> Exercises
1. According to the article on Lao drug arrests, on what date was Khonepasong Soukkaseum arrested?
2. Using the article on Lao drug arrests, explain why the regional narcotics trade might continue even after these arrests.
(Given text)
The national police chief reveals an ongoing crackdown – and nothing about traffickers’ elite friendships
Late but better than never, Lao police last week finally broke a disturbing silence and acknowledged the arrest of more than 30 members of dope-peddling syndicates, one of which is said to be even bigger than that run by recently detained drug lord Xaysana Keophimpha.
It is to be hoped that the arrests signal a serious effort to bring the drug gangs to heel and that prosecutions proceed in earnest. But of course the story runs far deeper, with accusations circulating that the drug gangs have friends in the government and the ruling party. If such collusion exists and is not terminated, the regional narcotics trade will continue unabated as new gang leaders will emerge to replace the ones exposed or jailed.
Xaysana’s arrest last month in Thailand had citizens of Laos asking online why authorities there were remaining silent about the development. Under pressure, Brigadier General Thonglek Mangnormek, director general of the Lao General Police Department, called a press conference. He claimed that authorities had been quietly conducting a crusade against Xaysana’s syndicate since September and had thus far arrested 33 people and seized various kinds of drugs along with weapons, jewellery and cash in several currencies. Assets suspected to derive from illegal activities have been frozen, the chief said, including houses, hotels, marketplaces, restaurants, furniture factories, warehouses, apartments, gas stations and vehicles.
Among those arrested, Thonglek said, is Khonepasong Soukkaseum, alias Xiengtheu, the alleged leader of a narcotics gang the police believe is more widespread than Xaysana’s transnational operation.
Khonepasong, a resident of Vientiane, was arrested along with three associates on January 10 – nine days before Xaysana and three other Lao nationals were nabbed at Suvarnabhumi Airport following an aborted attempt by Lao police, Thonglek said. Other associates of Xaysana were arrested in Khammuan province and in Vientiane on January 20, the day after he was caught. Those now in custody include Kinoy Phaxay, alias Aenoy or Noy-akad, who was picked up with 16 associates in September. Arrested in December were Bokeo province couple Vath Philabanh and Keo “Kew” Philabanh. Taken into custody on January 24 were Khonethai “Sew” Khotsombath of Savannakhet province and two associates.
(End Given text)
(Given information)
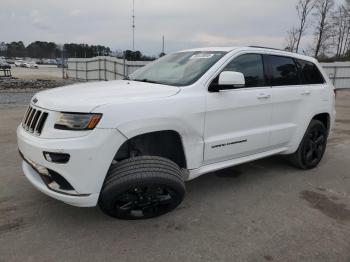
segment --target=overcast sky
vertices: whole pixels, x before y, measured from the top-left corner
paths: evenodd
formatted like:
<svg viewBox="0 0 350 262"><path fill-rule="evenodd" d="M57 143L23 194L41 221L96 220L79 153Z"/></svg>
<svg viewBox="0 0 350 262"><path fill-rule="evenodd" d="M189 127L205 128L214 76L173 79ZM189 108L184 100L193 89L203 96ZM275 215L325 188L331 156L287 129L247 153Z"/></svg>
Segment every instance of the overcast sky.
<svg viewBox="0 0 350 262"><path fill-rule="evenodd" d="M341 2L341 0L337 0ZM0 41L132 48L132 0L1 1ZM297 0L135 0L136 49L159 54L199 46L284 46ZM7 26L5 26L7 25ZM311 32L309 32L311 34ZM304 46L311 40L307 36Z"/></svg>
(End Given information)
> Activity answers
1. He was arrested on January 10, along with three associates.

2. Accusations are circulating that the drug gangs have friends in the government and the ruling party. If that collusion exists and is not ended, new gang leaders will emerge to replace those exposed or jailed, and the trade will continue unabated.